● **Work order**:
Given the records below, pull every line with the word "tent" into the answer.

● **Source material**:
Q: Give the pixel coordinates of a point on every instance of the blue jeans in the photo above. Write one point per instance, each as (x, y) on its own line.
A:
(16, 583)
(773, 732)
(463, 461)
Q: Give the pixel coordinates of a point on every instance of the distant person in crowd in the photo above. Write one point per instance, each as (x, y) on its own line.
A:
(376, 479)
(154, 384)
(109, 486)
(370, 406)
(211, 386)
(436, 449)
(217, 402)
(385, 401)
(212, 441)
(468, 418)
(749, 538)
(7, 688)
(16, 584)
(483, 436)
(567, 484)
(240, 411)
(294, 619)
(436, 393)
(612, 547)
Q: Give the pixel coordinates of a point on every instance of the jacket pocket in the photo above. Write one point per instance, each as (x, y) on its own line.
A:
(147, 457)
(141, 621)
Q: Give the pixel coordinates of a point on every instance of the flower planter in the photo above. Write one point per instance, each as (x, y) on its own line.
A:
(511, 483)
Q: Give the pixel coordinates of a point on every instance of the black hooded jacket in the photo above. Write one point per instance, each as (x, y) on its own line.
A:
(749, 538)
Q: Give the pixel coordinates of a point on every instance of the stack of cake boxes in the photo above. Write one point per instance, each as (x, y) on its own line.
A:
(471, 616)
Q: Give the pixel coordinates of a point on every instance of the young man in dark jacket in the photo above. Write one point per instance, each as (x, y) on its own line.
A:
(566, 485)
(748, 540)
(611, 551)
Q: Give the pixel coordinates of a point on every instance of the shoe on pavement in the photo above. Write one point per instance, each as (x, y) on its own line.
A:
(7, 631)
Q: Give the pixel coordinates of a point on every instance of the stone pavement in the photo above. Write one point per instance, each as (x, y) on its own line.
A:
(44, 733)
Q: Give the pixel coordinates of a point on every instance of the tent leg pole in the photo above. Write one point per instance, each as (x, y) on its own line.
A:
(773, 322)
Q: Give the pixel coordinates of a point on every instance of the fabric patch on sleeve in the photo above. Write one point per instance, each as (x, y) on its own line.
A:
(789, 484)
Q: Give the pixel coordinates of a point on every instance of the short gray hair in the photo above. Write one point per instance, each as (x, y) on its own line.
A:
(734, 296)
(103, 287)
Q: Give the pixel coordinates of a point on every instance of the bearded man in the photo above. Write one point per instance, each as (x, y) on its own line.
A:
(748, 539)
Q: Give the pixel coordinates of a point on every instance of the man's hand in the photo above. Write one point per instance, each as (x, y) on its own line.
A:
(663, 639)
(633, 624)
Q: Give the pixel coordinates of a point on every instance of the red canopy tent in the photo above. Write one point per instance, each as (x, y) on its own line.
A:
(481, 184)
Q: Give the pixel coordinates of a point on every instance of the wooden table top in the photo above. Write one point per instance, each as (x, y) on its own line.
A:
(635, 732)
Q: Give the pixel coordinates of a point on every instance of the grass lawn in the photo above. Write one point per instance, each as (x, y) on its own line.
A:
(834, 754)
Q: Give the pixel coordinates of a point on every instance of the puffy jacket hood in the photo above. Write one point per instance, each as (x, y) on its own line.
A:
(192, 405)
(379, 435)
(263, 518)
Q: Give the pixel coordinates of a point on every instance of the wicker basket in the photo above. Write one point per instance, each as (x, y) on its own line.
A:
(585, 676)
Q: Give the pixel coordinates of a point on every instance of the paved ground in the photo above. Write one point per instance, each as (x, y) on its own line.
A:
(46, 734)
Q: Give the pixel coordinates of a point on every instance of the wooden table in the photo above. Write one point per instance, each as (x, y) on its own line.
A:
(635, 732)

---

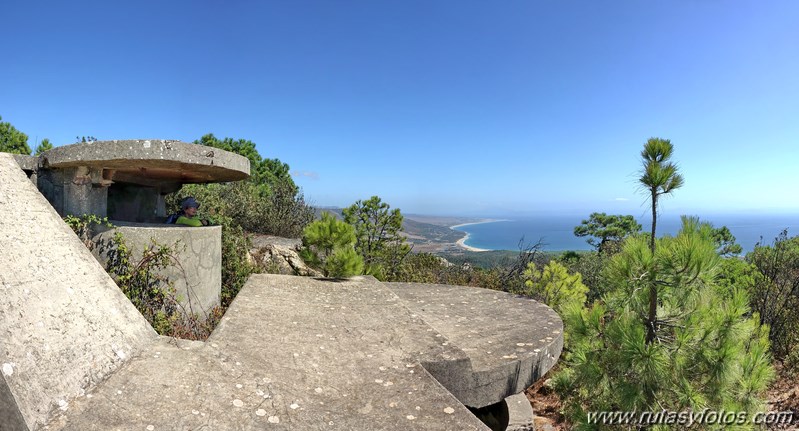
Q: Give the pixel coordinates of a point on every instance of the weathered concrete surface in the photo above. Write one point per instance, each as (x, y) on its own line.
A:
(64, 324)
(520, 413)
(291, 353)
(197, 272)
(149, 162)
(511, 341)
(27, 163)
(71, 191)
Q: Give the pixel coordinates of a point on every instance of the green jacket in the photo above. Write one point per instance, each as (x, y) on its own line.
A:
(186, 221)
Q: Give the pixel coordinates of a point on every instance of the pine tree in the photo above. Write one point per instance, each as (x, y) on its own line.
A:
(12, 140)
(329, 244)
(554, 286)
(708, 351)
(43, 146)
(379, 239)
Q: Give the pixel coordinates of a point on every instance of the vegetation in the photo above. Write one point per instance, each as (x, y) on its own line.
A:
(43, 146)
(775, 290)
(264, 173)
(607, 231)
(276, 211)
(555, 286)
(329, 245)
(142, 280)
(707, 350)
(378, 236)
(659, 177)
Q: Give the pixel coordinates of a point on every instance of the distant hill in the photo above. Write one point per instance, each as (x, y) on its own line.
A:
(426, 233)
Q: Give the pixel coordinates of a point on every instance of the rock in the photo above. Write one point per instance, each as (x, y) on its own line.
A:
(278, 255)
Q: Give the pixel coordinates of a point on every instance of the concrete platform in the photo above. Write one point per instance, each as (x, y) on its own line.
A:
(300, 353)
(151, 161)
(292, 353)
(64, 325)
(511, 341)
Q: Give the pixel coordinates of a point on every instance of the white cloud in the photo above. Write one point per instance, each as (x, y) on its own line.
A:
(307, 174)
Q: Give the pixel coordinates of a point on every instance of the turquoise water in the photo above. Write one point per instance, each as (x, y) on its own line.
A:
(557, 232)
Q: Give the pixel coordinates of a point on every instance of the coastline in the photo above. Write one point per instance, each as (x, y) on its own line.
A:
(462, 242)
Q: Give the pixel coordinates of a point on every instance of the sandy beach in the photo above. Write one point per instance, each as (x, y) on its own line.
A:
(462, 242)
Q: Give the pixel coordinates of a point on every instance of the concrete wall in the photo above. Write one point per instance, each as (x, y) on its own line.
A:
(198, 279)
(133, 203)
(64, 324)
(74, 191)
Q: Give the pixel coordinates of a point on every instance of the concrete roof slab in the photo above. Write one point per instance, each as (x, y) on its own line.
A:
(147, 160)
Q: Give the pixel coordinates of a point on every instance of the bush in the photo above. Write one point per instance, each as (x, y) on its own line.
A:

● **Your solution**:
Q: Give the pixel coordinates of a point on every instance of the tent leg pole in the photo above. Write one point per instance, each as (x, y) on its own line.
Q: Give the pixel coordinates of a point on every instance of the red canopy tent in the photo above. Write one point per instance, each as (x, y) on its own line.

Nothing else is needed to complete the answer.